Exploits Discovery (CSE:NFLD): Resource-Backed Gold Growth Strategy Gains Traction in Tier-One Jurisdictions

Exploits Discovery secures 680K oz gold across Canada, offering resource-backed upside in a rising gold market with disciplined capital strategy.
- Strategic Shift: Exploits Discovery has pivoted from pure grassroots exploration to acquiring near-surface gold resources in Ontario, Quebec, and Newfoundland.
- Resource Base: The company secured 680,000 oz of gold across four projects via option agreements, aiming to expand these with minimal capital outlay.
- Capital Allocation: Backed by ~$4M in cash, management will use a merit-based, bang-for-buck strategy to prioritize exploration spending.
- Jurisdictional Advantage: All projects are located in tier-one mining jurisdictions with nearby infrastructure, including Ontario’s Hemlo-style Hawkins project and Cartier Resources' former Quebec assets.
- Rerating Opportunity: At a market cap of ~$6M with an EV/oz well below peers, Exploits sees significant revaluation potential as it builds ounces in the ground.
Exploits Discovery has transitioned into a resource-backed junior with near-surface ounces, low holding costs, and a clear pathway to growth. With disciplined capital allocation and a focus on building scalable ounces, the company presents a compelling opportunity for gold-focused investors seeking undervalued exposure to Canadian exploration.
By combining strategic asset acquisition, jurisdictional advantage, and focused execution, Exploits is positioning itself to benefit from a sustained gold bull market without overextending its balance sheet. Investors should closely watch upcoming permitting milestones and initial drilling campaigns for early signs of a potential rerating.
Watch the full interview here:
Ontario: The Hawkins Project
The Hawkins Project in Ontario is the cornerstone of the new strategy. Located in a region geologically analogous to Hemlo—which produced over 20Moz of gold—Hawkins hosts the McKinnon Zone, an inferred 328,000 oz resource at 1.65 g/t Au, situated within a 60-km strike package.
Importantly, these ounces sit near surface and benefit from $10M in historical drilling and ~$2.4M in assessment credits, which reduce holding costs. Exploits plans to test extensions to the east and at depth, where historical operators failed to explore adequately due to capital constraints.
Swinoga explained:
“Our goal is to look at these areas of opportunity… improve grade and find more ounces. Having 328,000 ounces to start with is great.”
The project's upside lies in its resemblance to the Hemlo discovery story: lower-grade mineralization near surface with the potential to transition into higher-grade, structurally controlled shoots at depth.
Quebec: Benoist, Wilson, and Fenton Projects
In Quebec, Exploits acquired three gold properties - Benoist, Wilson, and Fenton - from Cartier Resources via option agreements. These projects are located in the prolific Abitibi Greenstone Belt, surrounded by producing mines and processing infrastructure.
- Benoist: Hosts ~240,000 oz gold at 2.5 g/t (non-NI 43-101 compliant), with continuity and depth extensions underexplored.
- Wilson: Multiple high-grade hits (e.g., 43 g/t over 2m), visual gold occurrences, and open zones along strike.
- Fenton: Exceptional grades, including 67 g/t over 7m and 356 g/t over 6m, with broader intercepts showing bulk-minable potential.

- **Task**
According to the Exploits Discovery article, what inferred resource does the McKinnon Zone at the Hawkins Project host?

[Records from a collection]

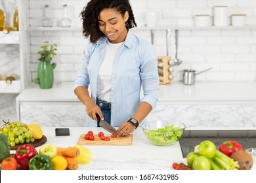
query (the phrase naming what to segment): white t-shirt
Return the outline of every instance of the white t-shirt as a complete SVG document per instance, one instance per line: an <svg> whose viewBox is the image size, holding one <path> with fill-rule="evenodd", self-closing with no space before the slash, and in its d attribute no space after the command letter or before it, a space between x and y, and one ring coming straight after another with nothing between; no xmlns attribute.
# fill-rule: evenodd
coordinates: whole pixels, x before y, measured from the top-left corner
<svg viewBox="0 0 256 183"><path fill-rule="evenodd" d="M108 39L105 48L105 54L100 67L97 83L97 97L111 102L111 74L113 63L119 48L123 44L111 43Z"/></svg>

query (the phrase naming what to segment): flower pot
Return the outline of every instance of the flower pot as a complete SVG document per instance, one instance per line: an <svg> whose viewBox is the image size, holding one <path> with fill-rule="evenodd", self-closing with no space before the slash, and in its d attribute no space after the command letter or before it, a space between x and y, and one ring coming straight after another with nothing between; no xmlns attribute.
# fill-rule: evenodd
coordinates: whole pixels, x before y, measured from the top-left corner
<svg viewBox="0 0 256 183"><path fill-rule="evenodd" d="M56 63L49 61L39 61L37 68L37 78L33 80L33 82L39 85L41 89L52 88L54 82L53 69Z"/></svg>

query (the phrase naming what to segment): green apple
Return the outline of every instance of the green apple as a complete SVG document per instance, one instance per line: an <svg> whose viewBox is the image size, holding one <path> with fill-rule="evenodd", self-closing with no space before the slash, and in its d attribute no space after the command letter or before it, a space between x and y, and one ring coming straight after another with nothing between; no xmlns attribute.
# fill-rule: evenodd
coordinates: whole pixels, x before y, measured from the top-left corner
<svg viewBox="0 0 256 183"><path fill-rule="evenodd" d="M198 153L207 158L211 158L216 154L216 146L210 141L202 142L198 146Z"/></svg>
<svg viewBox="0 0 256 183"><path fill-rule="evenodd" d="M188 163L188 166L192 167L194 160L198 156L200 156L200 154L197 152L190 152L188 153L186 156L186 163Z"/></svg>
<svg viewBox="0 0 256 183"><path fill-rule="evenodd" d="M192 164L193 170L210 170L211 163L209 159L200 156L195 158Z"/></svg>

* * *

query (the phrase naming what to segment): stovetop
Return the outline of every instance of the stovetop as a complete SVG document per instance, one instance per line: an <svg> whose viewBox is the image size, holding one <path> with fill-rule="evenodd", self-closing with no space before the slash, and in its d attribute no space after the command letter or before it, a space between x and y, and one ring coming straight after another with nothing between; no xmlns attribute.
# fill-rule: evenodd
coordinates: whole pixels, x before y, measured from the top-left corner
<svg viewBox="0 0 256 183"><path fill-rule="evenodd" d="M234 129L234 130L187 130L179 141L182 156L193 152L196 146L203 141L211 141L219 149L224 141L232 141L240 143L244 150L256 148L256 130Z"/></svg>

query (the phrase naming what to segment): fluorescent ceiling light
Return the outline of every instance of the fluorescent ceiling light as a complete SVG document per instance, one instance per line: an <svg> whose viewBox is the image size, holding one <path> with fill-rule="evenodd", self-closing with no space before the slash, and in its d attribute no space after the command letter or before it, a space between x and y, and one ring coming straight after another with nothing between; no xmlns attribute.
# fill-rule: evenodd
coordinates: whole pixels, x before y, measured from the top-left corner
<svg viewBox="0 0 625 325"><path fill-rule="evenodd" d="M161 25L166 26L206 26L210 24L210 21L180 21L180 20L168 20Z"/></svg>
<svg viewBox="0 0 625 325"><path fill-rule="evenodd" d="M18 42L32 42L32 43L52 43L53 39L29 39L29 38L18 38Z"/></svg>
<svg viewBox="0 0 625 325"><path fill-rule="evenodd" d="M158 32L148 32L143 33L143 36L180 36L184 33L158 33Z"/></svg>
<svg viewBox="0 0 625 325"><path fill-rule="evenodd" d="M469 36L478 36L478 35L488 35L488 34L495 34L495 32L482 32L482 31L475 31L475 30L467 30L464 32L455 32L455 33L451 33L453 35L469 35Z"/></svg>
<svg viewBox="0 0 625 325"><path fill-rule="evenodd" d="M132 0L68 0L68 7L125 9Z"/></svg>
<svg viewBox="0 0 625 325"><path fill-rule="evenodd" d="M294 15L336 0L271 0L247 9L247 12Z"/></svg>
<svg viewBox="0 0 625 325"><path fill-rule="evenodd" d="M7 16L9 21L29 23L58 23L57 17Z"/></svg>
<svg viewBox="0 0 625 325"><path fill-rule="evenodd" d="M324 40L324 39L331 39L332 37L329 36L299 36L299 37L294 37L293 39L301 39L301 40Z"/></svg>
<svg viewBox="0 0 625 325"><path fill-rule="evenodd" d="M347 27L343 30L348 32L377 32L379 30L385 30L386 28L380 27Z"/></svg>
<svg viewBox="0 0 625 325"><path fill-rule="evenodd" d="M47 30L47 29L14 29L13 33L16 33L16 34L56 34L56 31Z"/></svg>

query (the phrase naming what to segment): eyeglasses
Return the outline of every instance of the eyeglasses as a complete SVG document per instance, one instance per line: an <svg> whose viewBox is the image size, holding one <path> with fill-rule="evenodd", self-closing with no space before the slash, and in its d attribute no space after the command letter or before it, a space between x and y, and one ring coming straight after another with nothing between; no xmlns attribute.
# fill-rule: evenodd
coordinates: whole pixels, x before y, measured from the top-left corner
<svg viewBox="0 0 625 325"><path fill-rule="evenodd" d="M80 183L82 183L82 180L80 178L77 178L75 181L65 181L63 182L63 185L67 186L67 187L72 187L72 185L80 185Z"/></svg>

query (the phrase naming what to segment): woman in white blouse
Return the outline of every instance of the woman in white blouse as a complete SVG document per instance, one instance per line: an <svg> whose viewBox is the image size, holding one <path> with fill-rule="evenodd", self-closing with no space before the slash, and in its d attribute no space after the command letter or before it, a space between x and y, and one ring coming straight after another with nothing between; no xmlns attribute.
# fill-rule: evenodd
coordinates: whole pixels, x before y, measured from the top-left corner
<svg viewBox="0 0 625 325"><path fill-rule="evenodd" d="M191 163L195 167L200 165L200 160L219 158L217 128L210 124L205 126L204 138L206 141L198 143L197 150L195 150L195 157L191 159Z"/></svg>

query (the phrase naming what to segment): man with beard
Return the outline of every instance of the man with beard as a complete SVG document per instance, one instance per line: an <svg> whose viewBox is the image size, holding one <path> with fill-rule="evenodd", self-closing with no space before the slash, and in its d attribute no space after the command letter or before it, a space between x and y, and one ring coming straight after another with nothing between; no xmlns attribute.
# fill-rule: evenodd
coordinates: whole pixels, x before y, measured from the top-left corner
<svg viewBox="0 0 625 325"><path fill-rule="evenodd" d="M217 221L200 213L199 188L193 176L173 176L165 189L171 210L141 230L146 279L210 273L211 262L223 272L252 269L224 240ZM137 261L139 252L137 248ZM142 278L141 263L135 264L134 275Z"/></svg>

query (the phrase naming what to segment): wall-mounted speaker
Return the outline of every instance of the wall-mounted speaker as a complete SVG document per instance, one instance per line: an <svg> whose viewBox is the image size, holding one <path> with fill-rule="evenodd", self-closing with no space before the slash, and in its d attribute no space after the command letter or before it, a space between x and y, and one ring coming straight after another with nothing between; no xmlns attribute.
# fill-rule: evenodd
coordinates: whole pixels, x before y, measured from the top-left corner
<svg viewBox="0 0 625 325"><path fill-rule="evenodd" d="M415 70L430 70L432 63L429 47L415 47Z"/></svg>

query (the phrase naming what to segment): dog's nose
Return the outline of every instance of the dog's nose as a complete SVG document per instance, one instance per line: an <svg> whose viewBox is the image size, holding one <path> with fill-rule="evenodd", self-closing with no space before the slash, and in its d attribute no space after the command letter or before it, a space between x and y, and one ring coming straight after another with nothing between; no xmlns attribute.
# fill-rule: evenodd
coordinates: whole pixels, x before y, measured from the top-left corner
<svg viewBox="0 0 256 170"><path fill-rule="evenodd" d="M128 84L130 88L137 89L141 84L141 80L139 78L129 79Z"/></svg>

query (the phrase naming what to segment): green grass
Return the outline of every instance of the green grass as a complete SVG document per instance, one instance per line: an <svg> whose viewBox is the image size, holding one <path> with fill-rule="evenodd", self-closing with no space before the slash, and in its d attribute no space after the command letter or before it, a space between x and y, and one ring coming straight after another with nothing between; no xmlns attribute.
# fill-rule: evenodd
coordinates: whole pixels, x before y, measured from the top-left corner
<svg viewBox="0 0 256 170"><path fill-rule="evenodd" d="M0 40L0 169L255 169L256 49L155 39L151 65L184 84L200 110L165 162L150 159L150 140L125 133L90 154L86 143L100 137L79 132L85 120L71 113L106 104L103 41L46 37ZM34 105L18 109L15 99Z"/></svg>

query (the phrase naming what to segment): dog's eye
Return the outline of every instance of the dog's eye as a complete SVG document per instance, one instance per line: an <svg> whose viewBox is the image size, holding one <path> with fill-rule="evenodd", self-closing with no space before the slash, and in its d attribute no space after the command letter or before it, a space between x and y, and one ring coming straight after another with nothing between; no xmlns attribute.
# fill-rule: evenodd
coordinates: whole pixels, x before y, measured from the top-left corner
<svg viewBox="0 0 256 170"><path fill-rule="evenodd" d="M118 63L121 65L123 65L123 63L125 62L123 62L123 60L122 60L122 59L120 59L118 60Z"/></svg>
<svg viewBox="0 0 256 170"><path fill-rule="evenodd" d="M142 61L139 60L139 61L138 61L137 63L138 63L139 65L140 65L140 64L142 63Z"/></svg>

==

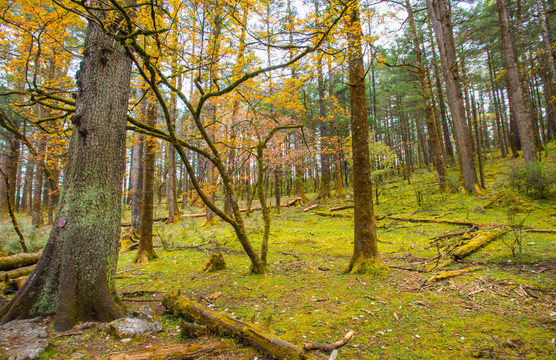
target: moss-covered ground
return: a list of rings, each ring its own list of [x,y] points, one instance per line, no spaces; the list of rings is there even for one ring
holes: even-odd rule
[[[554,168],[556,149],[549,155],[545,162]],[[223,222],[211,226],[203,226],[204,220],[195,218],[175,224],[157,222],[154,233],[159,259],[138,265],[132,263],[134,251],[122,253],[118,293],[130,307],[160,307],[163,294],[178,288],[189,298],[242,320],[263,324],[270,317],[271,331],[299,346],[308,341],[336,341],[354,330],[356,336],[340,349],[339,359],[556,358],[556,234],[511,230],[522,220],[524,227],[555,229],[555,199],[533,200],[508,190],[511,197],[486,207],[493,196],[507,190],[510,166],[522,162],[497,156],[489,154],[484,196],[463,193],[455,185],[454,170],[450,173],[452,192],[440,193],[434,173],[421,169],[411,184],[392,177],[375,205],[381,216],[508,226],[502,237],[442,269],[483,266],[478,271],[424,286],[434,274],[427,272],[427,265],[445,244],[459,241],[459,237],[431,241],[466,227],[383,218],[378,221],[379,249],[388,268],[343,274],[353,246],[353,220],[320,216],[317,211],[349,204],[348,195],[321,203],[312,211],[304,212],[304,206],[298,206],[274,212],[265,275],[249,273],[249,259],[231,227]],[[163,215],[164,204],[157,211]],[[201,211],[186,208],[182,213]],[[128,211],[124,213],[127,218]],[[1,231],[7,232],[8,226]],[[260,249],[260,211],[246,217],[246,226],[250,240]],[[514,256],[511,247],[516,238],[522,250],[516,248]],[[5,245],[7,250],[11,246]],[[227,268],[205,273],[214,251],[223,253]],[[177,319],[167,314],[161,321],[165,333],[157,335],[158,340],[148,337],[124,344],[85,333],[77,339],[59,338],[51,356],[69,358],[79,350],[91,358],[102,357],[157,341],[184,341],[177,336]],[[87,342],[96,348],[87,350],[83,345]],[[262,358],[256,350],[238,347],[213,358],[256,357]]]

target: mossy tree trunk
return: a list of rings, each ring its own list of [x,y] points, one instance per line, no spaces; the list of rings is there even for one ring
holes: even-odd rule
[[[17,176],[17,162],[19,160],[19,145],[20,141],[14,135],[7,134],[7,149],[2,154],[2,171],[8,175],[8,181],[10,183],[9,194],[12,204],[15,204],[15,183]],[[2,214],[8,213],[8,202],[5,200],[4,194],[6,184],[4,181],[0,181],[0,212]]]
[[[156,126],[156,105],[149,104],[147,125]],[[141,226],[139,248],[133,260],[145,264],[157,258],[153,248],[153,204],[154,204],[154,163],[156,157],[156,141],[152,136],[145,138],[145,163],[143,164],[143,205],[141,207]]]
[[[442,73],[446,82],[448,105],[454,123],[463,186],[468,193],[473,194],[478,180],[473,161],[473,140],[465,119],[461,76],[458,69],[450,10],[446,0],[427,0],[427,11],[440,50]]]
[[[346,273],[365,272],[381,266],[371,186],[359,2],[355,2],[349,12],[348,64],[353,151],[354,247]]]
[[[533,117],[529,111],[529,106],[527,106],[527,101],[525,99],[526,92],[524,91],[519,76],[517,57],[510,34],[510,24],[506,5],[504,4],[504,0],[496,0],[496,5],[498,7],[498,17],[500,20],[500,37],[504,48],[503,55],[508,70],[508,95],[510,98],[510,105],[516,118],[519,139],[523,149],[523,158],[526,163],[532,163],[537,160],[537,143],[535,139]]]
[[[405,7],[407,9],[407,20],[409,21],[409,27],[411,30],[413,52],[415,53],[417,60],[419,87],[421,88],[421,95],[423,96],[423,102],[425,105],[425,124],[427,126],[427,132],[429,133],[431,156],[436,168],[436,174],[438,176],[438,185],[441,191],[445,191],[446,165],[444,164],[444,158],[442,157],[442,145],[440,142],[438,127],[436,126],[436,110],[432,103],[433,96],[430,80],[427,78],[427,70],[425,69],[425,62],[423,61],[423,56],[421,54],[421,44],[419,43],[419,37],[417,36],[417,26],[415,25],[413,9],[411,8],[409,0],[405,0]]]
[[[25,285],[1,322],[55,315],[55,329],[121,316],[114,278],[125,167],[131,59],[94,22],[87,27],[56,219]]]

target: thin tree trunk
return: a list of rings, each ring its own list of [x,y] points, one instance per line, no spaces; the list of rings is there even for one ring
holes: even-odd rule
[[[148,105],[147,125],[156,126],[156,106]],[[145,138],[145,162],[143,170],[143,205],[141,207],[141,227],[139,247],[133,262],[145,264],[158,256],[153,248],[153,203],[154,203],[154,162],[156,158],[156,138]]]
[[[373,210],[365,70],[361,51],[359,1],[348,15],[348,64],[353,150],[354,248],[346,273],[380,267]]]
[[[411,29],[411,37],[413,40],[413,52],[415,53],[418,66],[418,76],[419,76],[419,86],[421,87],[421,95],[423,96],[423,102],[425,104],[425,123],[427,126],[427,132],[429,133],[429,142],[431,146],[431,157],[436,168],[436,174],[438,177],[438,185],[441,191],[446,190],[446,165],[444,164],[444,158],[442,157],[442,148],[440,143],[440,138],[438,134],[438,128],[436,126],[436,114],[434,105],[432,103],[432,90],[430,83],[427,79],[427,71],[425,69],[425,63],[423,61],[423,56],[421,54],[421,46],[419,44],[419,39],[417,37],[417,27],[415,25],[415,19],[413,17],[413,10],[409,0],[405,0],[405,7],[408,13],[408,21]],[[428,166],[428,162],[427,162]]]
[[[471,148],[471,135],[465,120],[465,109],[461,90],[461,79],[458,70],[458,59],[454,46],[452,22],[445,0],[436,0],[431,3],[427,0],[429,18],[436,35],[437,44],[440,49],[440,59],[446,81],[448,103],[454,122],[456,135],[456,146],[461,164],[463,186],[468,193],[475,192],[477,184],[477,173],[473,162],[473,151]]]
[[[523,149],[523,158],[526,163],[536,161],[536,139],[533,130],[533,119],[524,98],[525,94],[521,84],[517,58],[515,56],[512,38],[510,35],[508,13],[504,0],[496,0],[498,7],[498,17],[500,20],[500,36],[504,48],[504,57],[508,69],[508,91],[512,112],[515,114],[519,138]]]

- **The response**
An inferred 328,000 oz gold resource at 1.65 g/t Au.